Reading passage
----

In Brief

Unpacking EU’s DAC7 Directive

November 3, 2021
Unpacking EU’s DAC7 Directive

On March 22, 2021, the European Council adopted EU Directive 2021/514 amending Directive 2011/16/EU on administrative cooperation in the field of taxation (DAC).

Member states have until Dec. 31, 2022, to transpose the DAC7 reporting obligation into their domestic law and are required to give effect to those provisions as of Jan. 1, 2023.

[For the latest updates and information on cross-border tax issues, visit our international tax resource page.]

What is DAC7?

Primarily, the DAC7 directive extends tax transparency rules to digital platforms by requiring (i) reporting platform operators to collect and report prescribed information on reportable sellers using their platforms for certain commercial activities, and (ii) EU member states to automatically exchange this information.

DAC7 is broadly aligned with the OECD’s Model Rules for Reporting by Platform Operators with respect to Sellers in the Sharing and Gig Economy, although the scope of reportable activities under DAC7 is wider.

----

Provided records
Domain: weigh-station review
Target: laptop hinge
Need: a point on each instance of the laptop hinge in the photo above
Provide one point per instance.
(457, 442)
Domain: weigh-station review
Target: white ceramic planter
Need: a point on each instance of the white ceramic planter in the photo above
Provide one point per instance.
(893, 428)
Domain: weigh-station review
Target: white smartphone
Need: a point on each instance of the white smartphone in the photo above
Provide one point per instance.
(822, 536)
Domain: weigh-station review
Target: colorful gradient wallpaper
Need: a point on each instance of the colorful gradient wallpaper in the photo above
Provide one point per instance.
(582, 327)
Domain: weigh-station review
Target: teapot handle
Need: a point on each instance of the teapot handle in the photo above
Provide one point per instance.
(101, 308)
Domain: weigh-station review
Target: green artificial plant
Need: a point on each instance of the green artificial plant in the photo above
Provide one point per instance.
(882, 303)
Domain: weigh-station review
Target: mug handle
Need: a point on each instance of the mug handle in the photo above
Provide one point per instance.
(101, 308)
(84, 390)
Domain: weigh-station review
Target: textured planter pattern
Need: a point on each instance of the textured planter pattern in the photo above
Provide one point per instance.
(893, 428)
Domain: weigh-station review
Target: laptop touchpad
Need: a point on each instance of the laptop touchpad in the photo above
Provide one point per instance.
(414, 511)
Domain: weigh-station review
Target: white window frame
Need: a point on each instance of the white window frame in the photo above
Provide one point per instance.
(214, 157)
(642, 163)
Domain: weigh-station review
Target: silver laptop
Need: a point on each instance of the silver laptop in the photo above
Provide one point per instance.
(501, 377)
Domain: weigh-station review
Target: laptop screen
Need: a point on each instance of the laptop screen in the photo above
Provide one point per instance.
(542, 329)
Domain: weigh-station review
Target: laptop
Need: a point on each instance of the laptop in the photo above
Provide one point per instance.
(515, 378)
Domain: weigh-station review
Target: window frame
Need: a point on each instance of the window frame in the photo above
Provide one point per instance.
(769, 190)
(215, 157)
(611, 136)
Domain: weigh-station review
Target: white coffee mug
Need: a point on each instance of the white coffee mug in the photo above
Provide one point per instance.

----

What is asked
1. Based on the DAC7 brief, decide whether each statement below agrees with it. Answer yes or no for each, and quote the words of the brief that settle it.
(a) The European Council adopted EU Directive 2021/514 on March 22, 2021.
(b) Member states must give effect to the DAC7 provisions as of Jan. 1, 2022.
(c) The scope of reportable activities under DAC7 is narrower than under the OECD's Model Rules.
2. Rewrite the DAC7 brief between "Member states have" and "Jan. 1, 2023.", inclusive, renaming "Member states" as "EU countries".
3. Summarize the DAC7 brief in two sentences.

Responses to the tasks
1.
(a) Yes: "On March 22, 2021, the European Council adopted EU Directive 2021/514"
(b) No: "are required to give effect to those provisions as of Jan. 1, 2023"
(c) No: "although the scope of reportable activities under DAC7 is wider"

2.
EU countries have until Dec. 31, 2022, to transpose the DAC7 reporting obligation into their domestic law and are required to give effect to those provisions as of Jan. 1, 2023.

3. The DAC7 directive, adopted by the European Council on March 22, 2021, must be transposed by member states by Dec. 31, 2022, and take effect as of Jan. 1, 2023. It extends tax transparency rules to digital platforms by requiring platform operators to report information on reportable sellers and member states to exchange that information automatically, broadly in line with the OECD's Model Rules but with a wider scope.